- Entries provided:

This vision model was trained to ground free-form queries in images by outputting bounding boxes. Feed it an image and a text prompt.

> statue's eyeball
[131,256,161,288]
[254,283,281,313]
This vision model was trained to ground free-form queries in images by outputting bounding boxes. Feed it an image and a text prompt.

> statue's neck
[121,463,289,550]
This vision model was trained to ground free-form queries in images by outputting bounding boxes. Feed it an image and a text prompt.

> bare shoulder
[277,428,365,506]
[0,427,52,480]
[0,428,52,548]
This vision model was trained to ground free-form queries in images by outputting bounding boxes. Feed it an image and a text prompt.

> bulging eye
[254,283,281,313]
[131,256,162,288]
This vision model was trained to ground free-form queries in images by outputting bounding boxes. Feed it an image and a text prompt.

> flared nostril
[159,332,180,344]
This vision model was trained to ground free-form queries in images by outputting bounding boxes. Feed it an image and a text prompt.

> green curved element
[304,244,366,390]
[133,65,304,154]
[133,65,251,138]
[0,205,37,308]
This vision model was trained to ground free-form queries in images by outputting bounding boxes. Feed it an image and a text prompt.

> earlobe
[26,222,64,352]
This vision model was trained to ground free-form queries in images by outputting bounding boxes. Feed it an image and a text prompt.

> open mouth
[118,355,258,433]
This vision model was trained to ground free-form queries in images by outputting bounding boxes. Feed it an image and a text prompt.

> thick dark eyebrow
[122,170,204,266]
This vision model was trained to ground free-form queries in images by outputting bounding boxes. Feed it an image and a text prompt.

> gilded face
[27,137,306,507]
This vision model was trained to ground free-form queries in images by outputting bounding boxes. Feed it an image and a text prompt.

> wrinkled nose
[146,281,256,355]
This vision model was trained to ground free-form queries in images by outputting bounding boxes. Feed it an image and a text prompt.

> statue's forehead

- Exercise brief: Format every line of the data above as a Markdown table with two columns, Number and Entry. Number the lines in order and omit any blank lines.

- Solution for this exercise:
| Number | Entry |
|---|---|
| 1 | This vision model was trained to ground free-form queries in images by outputting bounding boxes. Feed it an image and a text prompt. |
| 2 | > statue's eyeball |
| 3 | [131,256,161,288] |
| 4 | [254,283,281,313] |
| 5 | This vision model was trained to ground free-form queries in images by outputting bounding boxes. Feed it an image and a text prompt. |
| 6 | > statue's neck |
| 7 | [121,463,289,550] |
| 8 | This vision model was trained to ground free-form queries in images by outputting bounding boxes. Feed it an image and a text prompt. |
| 9 | > bare shoulder |
| 10 | [277,428,365,506] |
| 11 | [0,427,52,480] |
| 12 | [0,428,52,548] |
| 13 | This vision model was trained to ground free-form queries in images by outputting bounding boxes. Feed it an image and a text prompt. |
| 14 | > bulging eye |
| 15 | [254,283,281,313] |
| 16 | [131,256,162,288] |
| 17 | This vision model was trained to ground free-form queries in images by outputting bounding boxes. Feed it an image and a text prompt. |
| 18 | > flared nostril |
| 19 | [159,332,180,344] |
| 20 | This vision model was trained to ground free-form queries in images by outputting bounding boxes. Feed it an image and a text prompt. |
| 21 | > green curved element |
| 22 | [304,244,366,390] |
| 23 | [133,65,304,154] |
| 24 | [133,65,251,138] |
| 25 | [0,205,37,308] |
| 26 | This vision model was trained to ground free-form queries in images by outputting bounding boxes. Feed it an image and a text prompt. |
| 27 | > earlobe |
| 28 | [26,222,64,352] |
| 29 | This vision model was trained to ground free-form queries in images by outputting bounding boxes. Feed it an image and a text prompt. |
| 30 | > open mouth |
| 31 | [118,355,258,433] |
| 32 | This vision model was trained to ground free-form queries in images by outputting bounding boxes. Feed it an image and a text prompt. |
| 33 | > thick dark eyebrow |
| 34 | [122,170,204,266] |
| 35 | This vision model was trained to ground free-form queries in images by outputting bounding boxes. Feed it an image and a text prompt. |
| 36 | > gilded face |
| 37 | [27,137,306,507] |
| 38 | This vision model was trained to ground free-form queries in images by outputting bounding boxes. Feed it an image and a text prompt. |
| 39 | > wrinkled nose |
| 40 | [146,281,256,355] |
| 41 | This vision model was trained to ground free-form queries in images by outputting bounding boxes. Feed it an image and a text prompt. |
| 42 | > statue's forehead |